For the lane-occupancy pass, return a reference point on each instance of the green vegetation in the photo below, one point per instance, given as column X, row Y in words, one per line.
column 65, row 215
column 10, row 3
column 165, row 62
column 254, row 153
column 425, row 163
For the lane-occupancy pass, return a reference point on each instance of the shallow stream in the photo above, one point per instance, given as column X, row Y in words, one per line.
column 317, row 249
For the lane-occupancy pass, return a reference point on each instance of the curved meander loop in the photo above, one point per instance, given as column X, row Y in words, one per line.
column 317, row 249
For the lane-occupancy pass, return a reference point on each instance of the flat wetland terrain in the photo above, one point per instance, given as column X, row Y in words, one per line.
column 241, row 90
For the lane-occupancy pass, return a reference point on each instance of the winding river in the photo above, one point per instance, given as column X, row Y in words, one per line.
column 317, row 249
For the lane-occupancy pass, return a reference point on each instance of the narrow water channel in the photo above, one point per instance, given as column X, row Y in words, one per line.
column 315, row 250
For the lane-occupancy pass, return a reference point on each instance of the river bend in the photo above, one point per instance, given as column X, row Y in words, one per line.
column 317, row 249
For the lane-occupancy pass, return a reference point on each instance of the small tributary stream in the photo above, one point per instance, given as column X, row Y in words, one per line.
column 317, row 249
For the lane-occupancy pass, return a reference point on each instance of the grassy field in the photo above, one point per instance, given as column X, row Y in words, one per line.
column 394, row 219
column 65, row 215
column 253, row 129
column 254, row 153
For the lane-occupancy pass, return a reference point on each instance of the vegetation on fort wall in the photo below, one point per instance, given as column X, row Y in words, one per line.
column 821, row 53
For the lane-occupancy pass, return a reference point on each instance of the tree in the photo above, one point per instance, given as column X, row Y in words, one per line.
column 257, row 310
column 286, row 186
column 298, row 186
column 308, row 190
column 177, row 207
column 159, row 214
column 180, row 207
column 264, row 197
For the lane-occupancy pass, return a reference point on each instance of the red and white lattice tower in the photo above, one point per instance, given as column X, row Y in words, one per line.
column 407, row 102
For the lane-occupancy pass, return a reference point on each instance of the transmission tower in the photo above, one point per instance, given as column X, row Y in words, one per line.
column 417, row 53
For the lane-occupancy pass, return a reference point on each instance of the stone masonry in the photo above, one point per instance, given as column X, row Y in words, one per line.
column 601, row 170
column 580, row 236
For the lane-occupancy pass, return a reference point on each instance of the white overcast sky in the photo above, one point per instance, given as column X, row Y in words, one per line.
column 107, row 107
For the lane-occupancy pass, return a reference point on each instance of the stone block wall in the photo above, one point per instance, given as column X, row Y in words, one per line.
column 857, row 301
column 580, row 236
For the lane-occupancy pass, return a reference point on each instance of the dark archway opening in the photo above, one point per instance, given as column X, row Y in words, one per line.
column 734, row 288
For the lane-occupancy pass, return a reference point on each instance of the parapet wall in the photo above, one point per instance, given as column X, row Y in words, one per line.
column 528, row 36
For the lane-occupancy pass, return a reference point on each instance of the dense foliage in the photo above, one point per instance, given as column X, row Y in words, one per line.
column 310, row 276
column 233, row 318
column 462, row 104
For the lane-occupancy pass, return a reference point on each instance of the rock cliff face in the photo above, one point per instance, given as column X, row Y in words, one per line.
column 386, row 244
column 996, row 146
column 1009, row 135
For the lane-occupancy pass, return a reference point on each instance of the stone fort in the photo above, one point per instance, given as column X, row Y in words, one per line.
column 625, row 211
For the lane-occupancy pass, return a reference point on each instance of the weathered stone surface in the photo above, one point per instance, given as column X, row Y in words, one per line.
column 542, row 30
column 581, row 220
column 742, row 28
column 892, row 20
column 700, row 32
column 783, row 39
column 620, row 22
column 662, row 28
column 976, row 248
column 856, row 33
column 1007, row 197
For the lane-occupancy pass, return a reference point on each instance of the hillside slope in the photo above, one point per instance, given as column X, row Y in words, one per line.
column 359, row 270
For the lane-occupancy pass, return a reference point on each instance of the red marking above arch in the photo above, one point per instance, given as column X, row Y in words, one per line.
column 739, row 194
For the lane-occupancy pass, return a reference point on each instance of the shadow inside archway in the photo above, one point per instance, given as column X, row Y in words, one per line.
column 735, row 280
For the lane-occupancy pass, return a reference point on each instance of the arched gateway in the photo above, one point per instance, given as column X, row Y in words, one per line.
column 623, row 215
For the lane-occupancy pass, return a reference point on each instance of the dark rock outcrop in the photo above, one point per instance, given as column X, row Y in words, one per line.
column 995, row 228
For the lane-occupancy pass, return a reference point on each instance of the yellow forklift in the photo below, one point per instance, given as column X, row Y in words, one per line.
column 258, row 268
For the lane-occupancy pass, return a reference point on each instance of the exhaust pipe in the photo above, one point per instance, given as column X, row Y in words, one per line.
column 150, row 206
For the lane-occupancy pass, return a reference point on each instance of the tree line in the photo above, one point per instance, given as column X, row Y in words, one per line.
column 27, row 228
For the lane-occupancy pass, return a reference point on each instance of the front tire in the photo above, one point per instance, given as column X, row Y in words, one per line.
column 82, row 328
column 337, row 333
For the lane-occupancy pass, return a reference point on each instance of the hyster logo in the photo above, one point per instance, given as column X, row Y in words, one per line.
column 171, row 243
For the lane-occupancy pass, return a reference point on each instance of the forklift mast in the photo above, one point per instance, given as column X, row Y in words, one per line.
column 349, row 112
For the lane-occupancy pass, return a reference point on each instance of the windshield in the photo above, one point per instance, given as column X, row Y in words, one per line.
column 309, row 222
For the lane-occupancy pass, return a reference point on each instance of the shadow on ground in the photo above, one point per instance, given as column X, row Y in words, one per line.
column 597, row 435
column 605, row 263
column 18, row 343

#### GOAL OF THE EXERCISE:
Copy the records above word for word, with nothing changed.

#### THE REPLY:
For the lane-occupancy pass, return a reference point on each instance of the green vegetation in the photo below, one point per instance, given as column X, row Y in words, one per line.
column 65, row 215
column 10, row 3
column 165, row 62
column 254, row 153
column 425, row 163
For the lane-occupancy pass, return a reference point on each instance of the shallow stream in the photo above, one point per instance, given as column X, row Y in words, one per line.
column 317, row 249
For the lane-occupancy pass, return a reference point on each instance of the curved meander loop in the photo above, one point per instance, given as column X, row Y in words, one per line.
column 317, row 249
For the lane-occupancy pass, return a reference point on each instance of the flat wetland terrain in the photo above, one point per instance, given as column X, row Y in words, one per line.
column 241, row 90
For the lane-occupancy pass, return a reference point on each instance of the winding river in the photo above, one point per instance, given as column X, row Y in words, one per line.
column 317, row 249
For the lane-occupancy pass, return a reference point on each instance of the narrow water channel in the photo above, one point per instance, given as column X, row Y in words, one per line.
column 315, row 250
For the lane-occupancy pass, return a reference point on each instance of the river bend in the photo above, one point per instance, given as column X, row Y in words, one per line.
column 317, row 249
For the lane-occupancy pass, return a reference point on each instance of the small tributary stream in the photo above, one point per instance, given as column X, row Y in words, one per line.
column 317, row 249
For the lane-occupancy pass, return a reference point on each instance of the grassy field in the photo above, one point per instance, given as column X, row Y in words, one per line.
column 394, row 219
column 65, row 215
column 253, row 129
column 254, row 153
For the lane-occupancy pass, return a reference point on each instance of the vegetation on fort wall in the photo below, one point per instance, given as column X, row Y in words, one per line.
column 821, row 53
For the lane-occupancy pass, return a reference point on each instance of the tree in the photo above, one point per instance, given as column X, row Y in words, one per line.
column 257, row 310
column 286, row 186
column 298, row 186
column 308, row 190
column 177, row 207
column 159, row 214
column 180, row 207
column 264, row 197
For the lane-occupancy pass, return a reference point on each instance of the red and white lattice tower in the photo above, one point per instance, given as column X, row Y in words, one per line.
column 407, row 102
For the lane-occupancy pass, return a reference point on each instance of the transmission tower in the photo above, one point per instance, given as column X, row Y in words, one per line.
column 417, row 53
For the lane-occupancy pass, return a reference point on each instance of the stone masonry in the photo above, one point per instance, given as column X, row Y in words, one per line.
column 601, row 170
column 580, row 236
For the lane-occupancy pass, return a reference point on each instance of the white overcast sky in the photo above, one point per instance, given as column X, row Y in words, one per line.
column 107, row 107
For the lane-occupancy pass, return a reference point on each instance of the stone block wall in the photo above, one point per instance, given as column X, row Y in words, one per line.
column 857, row 301
column 580, row 236
For the lane-occupancy pass, return a reference point on each instance of the dark archway opening in the photo above, one point per instance, given as column X, row Y in words, one per line.
column 734, row 288
For the lane-occupancy pass, return a reference point on each instance of the parapet wall in the photo above, one point per instance, given as column X, row Y in words, one per line.
column 528, row 36
For the lane-occupancy pass, return a reference point on each instance of the dense foliage in the photo above, one point per instance, given as column X, row Y in words, one per line.
column 310, row 276
column 233, row 318
column 462, row 104
For the lane-occupancy pass, return a reference point on each instance of the rock cliff face in the photo above, one point per instance, given as column X, row Y in words, one per line.
column 386, row 244
column 996, row 146
column 1009, row 135
For the lane-occupancy pass, return a reference point on each instance of the stone fort in the photo above, one point per instance, given as column X, row Y in words, one per line.
column 625, row 211
For the lane-occupancy pass, return a reference point on each instance of the weathered stone surface in the photo above, one point per instance, given as column X, row Y in words, one per line.
column 542, row 30
column 581, row 220
column 742, row 28
column 892, row 20
column 700, row 32
column 783, row 39
column 620, row 22
column 662, row 28
column 976, row 248
column 856, row 33
column 1007, row 197
For the lane-occupancy pass, return a reference point on each instance of the hillside slope in the photo above, one point per instance, given as column X, row Y in words, one per line.
column 359, row 270
For the lane-occupancy pass, return a reference point on each instance of the red marking above arch in the photo above, one point per instance, given as column X, row Y in words, one per line.
column 739, row 194
For the lane-occupancy pass, return a reference point on each instance of the shadow inside archway in the photo above, one point per instance, given as column X, row Y in words, one per line.
column 735, row 280
For the lane-occupancy pass, return a reference point on each instance of the arched gateway in the photo above, one point per instance, given as column X, row Y in words, one per line.
column 623, row 215
For the lane-occupancy pass, return a reference point on each instance of the dark rock outcrop in the photo above, one point per instance, given as column X, row Y in words, one per line.
column 995, row 228
For the lane-occupancy pass, return a reference point on each instance of the yellow forklift in the photo below, one point per instance, given as column X, row Y in words, one per line.
column 258, row 268
For the lane-occupancy pass, return a reference point on each instance of the exhaust pipe in the photo above, one point per instance, given as column X, row Y in words, one per line.
column 150, row 206
For the lane-occupancy pass, return a reference point on each instance of the tree line in the photo above, one point per instance, given as column X, row Y in words, one per line.
column 27, row 228
For the lane-occupancy pass, return a reference point on each instance of the front tire in the photo above, one point per instance, given as column X, row Y in words, one per line.
column 82, row 328
column 337, row 333
For the lane-occupancy pass, return a reference point on each instance of the hyster logo in the photo above, one point per instance, given as column X, row Y in words, one per line.
column 171, row 243
For the lane-occupancy pass, return a reference point on each instance of the forklift mast in the photo above, one point per instance, given as column X, row Y in words, one per line.
column 349, row 112
For the lane-occupancy pass, return a reference point on each instance of the windshield in the photo above, one point per instance, given as column X, row Y in words, one per line.
column 309, row 222
For the lane-occupancy pass, return a reference point on each instance of the shadow on ground in the photo above, one point per instance, given as column X, row Y in words, one per line.
column 597, row 435
column 605, row 263
column 18, row 343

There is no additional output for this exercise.